Dataset items:
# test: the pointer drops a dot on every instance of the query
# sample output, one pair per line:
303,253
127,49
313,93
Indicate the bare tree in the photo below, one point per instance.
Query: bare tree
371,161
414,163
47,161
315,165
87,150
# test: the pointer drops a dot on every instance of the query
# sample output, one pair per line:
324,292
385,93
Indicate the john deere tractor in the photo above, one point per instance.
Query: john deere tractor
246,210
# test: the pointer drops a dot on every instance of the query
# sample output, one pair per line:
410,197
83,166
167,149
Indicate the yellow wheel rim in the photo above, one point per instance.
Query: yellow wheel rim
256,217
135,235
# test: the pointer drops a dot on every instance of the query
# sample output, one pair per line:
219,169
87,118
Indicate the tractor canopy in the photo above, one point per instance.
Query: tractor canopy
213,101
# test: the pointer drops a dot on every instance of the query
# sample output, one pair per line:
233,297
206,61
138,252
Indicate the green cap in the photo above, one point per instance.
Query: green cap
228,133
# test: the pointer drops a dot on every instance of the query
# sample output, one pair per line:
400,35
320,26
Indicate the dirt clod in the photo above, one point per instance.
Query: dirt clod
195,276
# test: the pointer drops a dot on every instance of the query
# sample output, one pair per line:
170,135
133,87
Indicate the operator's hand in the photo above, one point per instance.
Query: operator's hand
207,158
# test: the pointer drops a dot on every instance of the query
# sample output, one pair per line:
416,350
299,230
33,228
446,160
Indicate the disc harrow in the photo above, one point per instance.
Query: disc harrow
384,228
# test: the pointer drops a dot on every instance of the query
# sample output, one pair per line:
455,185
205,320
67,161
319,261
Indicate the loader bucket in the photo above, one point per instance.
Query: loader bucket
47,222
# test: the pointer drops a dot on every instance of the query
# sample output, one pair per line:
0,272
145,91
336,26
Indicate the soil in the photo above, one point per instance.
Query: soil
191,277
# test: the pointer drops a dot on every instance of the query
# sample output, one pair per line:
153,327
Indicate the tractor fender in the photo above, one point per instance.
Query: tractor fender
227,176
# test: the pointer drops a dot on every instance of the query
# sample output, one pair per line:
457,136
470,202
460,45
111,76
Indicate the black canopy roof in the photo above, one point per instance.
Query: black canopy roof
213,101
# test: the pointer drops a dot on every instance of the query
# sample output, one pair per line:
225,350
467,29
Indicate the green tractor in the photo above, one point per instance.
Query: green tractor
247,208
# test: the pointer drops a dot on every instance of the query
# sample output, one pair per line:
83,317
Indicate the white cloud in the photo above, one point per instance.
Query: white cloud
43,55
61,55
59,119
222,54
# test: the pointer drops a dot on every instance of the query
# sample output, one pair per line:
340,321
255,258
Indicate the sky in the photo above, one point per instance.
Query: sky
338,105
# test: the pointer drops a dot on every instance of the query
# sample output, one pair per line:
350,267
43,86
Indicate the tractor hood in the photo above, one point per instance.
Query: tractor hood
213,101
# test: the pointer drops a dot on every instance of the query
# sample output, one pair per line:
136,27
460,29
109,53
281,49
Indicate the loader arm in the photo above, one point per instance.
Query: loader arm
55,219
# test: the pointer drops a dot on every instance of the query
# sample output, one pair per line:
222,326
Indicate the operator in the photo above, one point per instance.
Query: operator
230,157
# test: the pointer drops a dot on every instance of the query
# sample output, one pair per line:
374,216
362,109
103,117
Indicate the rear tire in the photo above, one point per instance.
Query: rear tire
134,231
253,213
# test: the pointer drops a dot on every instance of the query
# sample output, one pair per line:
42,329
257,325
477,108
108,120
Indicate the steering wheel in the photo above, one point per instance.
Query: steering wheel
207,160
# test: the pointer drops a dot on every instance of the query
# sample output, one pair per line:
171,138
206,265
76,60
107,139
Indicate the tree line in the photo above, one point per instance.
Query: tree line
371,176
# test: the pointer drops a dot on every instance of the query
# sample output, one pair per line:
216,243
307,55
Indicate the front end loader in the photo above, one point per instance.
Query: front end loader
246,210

— Problem —
Copy out every line of the data above, exactly as given.

— Written response —
# test: the pointer drops a dot on every instance of the query
# sample output, one pair per line:
303,253
127,49
313,93
Indicate the bare tree in the photo below, one point per instance.
Query: bare tree
371,161
414,163
47,161
315,165
87,150
# test: the pointer drops a dot on every instance of the query
# sample output, one pair per line:
324,292
385,93
Indicate the john deere tractor in the photo above, one point per instance.
Query: john deere tractor
246,210
# test: the pointer drops a dot on every instance of the query
# sample output, one pair per line:
410,197
83,166
167,149
Indicate the yellow wheel rim in the photo above, one point per instance.
Query: yellow wheel rim
256,217
135,235
# test: the pointer drops a dot on every instance of the query
# sample output, one pair per line:
219,169
87,118
Indicate the tractor canopy in the photo above, one point per instance.
Query: tractor canopy
213,101
# test: the pointer drops a dot on every instance of the query
# sample output, one pair per line:
233,297
206,61
138,252
Indicate the green cap in the photo above, one point per instance.
Query: green cap
228,133
# test: the pointer drops a dot on every instance of the query
# sample output, one pair per line:
400,35
320,26
Indicate the dirt clod in the photo above, one point per instance.
Query: dirt clod
195,276
# test: the pointer drops a dot on every instance of the query
# sample output, one pair per line:
170,135
133,87
Indicate the operator's hand in the photo above, one point per instance.
Query: operator's hand
207,158
# test: the pointer drops a dot on every instance of the query
# sample output, one pair per line:
416,350
299,230
33,228
446,160
Indicate the disc harrow in the photo above, one point per instance.
Query: disc harrow
384,228
# test: the pointer drops a dot on every instance of the query
# sample output, one pair per line:
455,185
205,320
67,161
319,261
Indicate the loader bucket in the photo above, one point per instance.
Query: loader bucket
47,222
# test: the pointer drops a dot on every instance of the query
# sample output, one pair per line:
0,272
145,91
336,26
Indicate the soil in the photo above, one point per instance.
Query: soil
191,277
# test: the pointer drops a dot on every instance of the query
# sample output, one pair per line:
153,327
Indicate the tractor fender in the photo above, one point per instance.
Query: tractor fender
227,176
# test: the pointer drops a dot on every instance of the query
# sample output, one pair per line:
457,136
470,202
460,45
111,76
Indicate the black canopy roof in the photo above, one point per instance.
Query: black canopy roof
213,101
# test: the pointer drops a dot on every instance of the query
# sample output, one pair per line:
225,350
467,29
Indicate the green tractor in the photo above, one point per instance.
Query: green tractor
247,208
# test: the pointer drops a dot on every instance of the query
# sample output, one pair per line:
83,317
Indicate the white cloud in the photo above, one point per instance.
Query: white cloud
43,55
61,55
59,119
222,54
# test: the pointer drops a dot on every instance of the query
# sample output, one pair per line:
340,321
255,258
Indicate the sky in the photo above, one point per instance.
Query: sky
338,105
# test: the pointer drops a dot on every instance of the query
# sample output, one pair per line:
350,267
43,86
Indicate the tractor hood in the photo above, one point per instance.
Query: tractor hood
213,101
# test: the pointer drops a dot on every instance of the query
# sample output, one pair per line:
136,27
460,29
109,53
281,49
Indicate the loader arm in the photo above, one point per instance.
Query: loader arm
55,219
# test: the pointer drops a dot on every instance of the query
# sample output, one pair per line:
222,326
Indicate the operator in the photo above, one point per instance.
Query: operator
230,157
# test: the pointer drops a dot on every instance of the query
# sample output, one pair per line:
374,216
362,109
103,117
Indicate the rear tire in the photo above, one point per instance.
Query: rear tire
134,231
253,213
# test: the pointer drops a dot on every instance of the query
# sample output, one pair per line:
42,329
257,325
477,108
108,120
Indicate the steering wheel in the photo above, one point per instance.
Query: steering wheel
207,160
# test: the pointer drops a dot on every instance of the query
# sample output, one pair per line:
171,138
206,265
76,60
107,139
Indicate the tree line in the photo above, one point per instance.
Query: tree line
371,176
# test: the pointer drops a dot on every instance of the query
# sample output, one pair per line:
216,243
307,55
Indicate the front end loader in the photo above, one point per instance.
Query: front end loader
246,210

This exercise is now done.